PROBLEM TO WORK ON.
The records that follow must be repeated verbatim, every one of them.

---------- DATA FOR REVIEW

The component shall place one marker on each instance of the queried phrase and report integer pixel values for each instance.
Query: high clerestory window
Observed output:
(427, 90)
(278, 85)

--------------------

EXERCISE RESPONSE.
The component shall place one marker on each instance of the queried phrase and report integer pixel values for each instance.
Query: high clerestory window
Observed output:
(427, 90)
(278, 85)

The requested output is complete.